_SELECTED EXCERPT_
::::::::

Long-term mental health program for frontline responders
In response to the extensive emotional toll on communities devastated by Hurricane Helene, Americares recently launched a year-long mental health and psychosocial support initiative focused on supporting first responders, health workers, nonprofit staff and volunteers. The initiative is part of the organization’s long-term recovery work in hurricane-impacted communities and aims to support hundreds of local health workers and community members who stepped up to help in the aftermath of the storm.
A team of Americares mental health specialists based out of Asheville will provide free individual and group staff support sessions and tailored trainings in psychological first aid, stress management, coping techniques and more. The initiative will help individuals working in high-stress environments learn coping skills and build resilience.
This non-clinical approach is designed to equip frontline workers and community volunteers with practical tools and sustainable practices to meet both current recovery needs and navigate future crises. At the same time, it will help organizations create internal systems to support staff in future emergencies.
The work is not done when the event is out of the news, reminds Fonteyn. “From a mental health standpoint, our work focuses both on addressing what survivors need as well as looking long term at how we strengthen communities for the next disaster. Because, unfortunately, there is always a next disaster.”
A trusted partner in disaster response
Americares responds to more than 35 natural disasters and humanitarian crises worldwide and distributes over $1 billion in donated medicine and supplies to 85 countries on average each year.
In the aftermath of Hurricane Helene, and Hurricane Milton that followed less than two weeks later, J&J Foundation supported the Americares response by helping to deliver medicine and medical supplies, restoring health services and providing psychosocial support to address the rising mental health needs in the community and among frontline health workers.

::::::::

_DATA EXCERPT_
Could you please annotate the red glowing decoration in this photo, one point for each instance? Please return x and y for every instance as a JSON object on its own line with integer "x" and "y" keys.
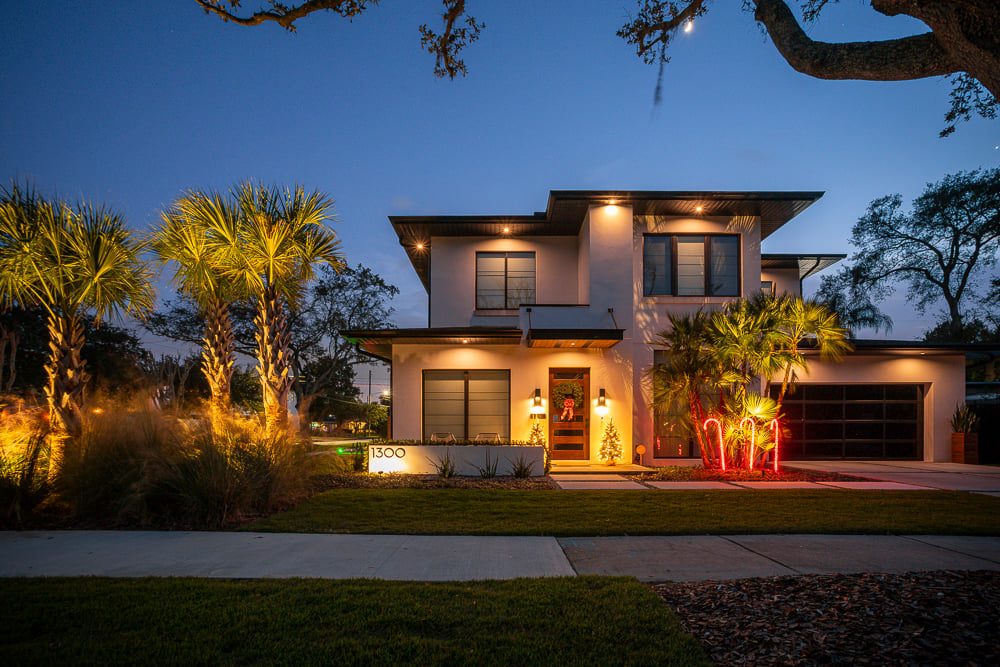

::::::::

_THINGS TO DO_
a - Reproduce word for word the passage on the Americares mental health program for frontline responders, from "A team of Americares" to "in future emergencies.".
b - Resume the account of the Americares response to Hurricane Helene where it stops.

_ANSWERS FOR THE EXERCISE_
a -
A team of Americares mental health specialists based out of Asheville will provide free individual and group staff support sessions and tailored trainings in psychological first aid, stress management, coping techniques and more. The initiative will help individuals working in high-stress environments learn coping skills and build resilience.
This non-clinical approach is designed to equip frontline workers and community volunteers with practical tools and sustainable practices to meet both current recovery needs and navigate future crises. At the same time, it will help organizations create internal systems to support staff in future emergencies.

b -
J&J Foundation also contributes to the Americares Emergency Response Partner Program, enabling Americares to respond quickly and efficiently during disasters worldwide. The response is rooted in helping support local health systems and frontline health workers.

Americares Hurricane Helene emergency response team, including Americares Disaster Mental Health Specialist Jen Peng (right), meets with Church Hill Medical Mission. The Tennessee facility received emergency funding from Americares to purchase an all-terrain vehicle, fuel, medicine and defray operating expenses for a mobile care program serving rural communities.
Andrea Pane/Americares
As Peng notes, the work is about showing up for people in moments when their entire world has been upended. Sometimes it means visiting health clinics, or just walking through neighborhoods, checking in with individuals, families, health workers and first responders, to see how they are doing emotionally. Other times, it is offering crisis stabilization, coping tools, connecting people to services or supporting members of medical teams who are themselves trying to balance their personal recovery with patient care.
“My role isn’t to fix everything,” says Peng. “It’s to help create some small space for people to breathe, feel heard and know that support exists while they start putting pieces back together.”